▶ **What is required**
Give the lines of the records below as a numbered list, leaving out blank lines, starting at the line containing "Detect the child with" and ending at the line containing "left=386, top=145, right=455, bottom=358".

▶ **Records**
****

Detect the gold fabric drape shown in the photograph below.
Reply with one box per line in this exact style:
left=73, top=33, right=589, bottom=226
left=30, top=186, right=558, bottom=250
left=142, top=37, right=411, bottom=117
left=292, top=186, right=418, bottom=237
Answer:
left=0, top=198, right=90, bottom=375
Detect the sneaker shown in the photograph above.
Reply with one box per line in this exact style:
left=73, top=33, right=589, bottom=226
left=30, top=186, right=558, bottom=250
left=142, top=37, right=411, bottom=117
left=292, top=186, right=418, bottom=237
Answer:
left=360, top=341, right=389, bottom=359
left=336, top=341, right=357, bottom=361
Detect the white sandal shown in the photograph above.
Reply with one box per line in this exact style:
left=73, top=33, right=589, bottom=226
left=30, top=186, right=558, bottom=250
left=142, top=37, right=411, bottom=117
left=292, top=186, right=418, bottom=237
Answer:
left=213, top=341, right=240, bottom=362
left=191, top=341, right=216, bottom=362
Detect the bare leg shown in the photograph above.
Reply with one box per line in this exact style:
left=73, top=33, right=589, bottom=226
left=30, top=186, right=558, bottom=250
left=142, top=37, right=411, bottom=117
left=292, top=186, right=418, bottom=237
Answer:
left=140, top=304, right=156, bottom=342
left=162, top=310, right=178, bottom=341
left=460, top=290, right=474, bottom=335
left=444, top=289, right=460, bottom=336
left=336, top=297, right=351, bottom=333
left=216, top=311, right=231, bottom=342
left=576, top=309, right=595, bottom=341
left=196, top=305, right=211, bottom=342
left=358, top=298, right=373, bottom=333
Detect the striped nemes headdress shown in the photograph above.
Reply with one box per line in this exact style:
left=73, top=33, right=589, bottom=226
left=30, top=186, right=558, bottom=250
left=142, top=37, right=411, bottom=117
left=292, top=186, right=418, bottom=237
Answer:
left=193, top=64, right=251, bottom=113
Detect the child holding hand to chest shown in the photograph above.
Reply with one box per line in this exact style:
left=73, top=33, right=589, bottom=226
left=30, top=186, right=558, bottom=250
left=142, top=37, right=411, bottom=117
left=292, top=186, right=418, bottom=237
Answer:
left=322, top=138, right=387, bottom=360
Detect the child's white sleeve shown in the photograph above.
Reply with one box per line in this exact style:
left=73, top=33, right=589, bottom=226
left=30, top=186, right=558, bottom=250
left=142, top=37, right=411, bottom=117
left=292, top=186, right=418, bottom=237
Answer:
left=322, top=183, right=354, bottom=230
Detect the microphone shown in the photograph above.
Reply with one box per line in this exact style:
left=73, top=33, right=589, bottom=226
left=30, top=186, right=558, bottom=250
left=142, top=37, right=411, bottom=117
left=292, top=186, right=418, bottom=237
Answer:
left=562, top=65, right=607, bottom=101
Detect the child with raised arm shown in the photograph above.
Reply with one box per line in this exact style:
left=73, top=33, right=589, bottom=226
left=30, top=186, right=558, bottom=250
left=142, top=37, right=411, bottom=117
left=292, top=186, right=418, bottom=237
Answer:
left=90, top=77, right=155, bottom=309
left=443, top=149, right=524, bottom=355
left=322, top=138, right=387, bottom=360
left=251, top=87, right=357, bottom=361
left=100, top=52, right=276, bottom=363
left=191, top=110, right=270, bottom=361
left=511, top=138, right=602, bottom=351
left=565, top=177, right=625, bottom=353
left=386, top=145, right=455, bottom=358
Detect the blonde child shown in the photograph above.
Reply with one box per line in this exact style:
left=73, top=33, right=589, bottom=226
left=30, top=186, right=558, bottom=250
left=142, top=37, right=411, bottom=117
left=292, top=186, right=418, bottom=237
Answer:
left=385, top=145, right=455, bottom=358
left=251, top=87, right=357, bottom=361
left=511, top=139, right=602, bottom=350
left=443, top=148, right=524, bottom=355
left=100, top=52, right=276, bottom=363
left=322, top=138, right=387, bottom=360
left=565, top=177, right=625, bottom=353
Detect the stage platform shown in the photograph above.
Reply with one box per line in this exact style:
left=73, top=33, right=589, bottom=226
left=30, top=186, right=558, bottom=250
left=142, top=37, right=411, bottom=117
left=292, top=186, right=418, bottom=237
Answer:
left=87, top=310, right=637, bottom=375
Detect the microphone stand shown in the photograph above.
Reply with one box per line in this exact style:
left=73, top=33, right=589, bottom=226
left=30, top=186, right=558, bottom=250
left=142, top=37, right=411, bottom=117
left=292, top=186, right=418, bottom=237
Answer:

****

▶ **Output for this task**
1. Detect the child with raised arm shown in the photograph above.
2. Reply with one box per line in this exact style:
3. left=73, top=33, right=589, bottom=226
4. left=30, top=186, right=558, bottom=250
5. left=142, top=37, right=411, bottom=117
6. left=292, top=186, right=418, bottom=237
7. Answer:
8. left=90, top=77, right=155, bottom=309
9. left=443, top=149, right=524, bottom=355
10. left=322, top=138, right=387, bottom=360
11. left=251, top=87, right=357, bottom=361
12. left=100, top=52, right=276, bottom=363
13. left=191, top=110, right=270, bottom=361
14. left=511, top=138, right=602, bottom=351
15. left=565, top=177, right=625, bottom=353
16. left=386, top=145, right=455, bottom=358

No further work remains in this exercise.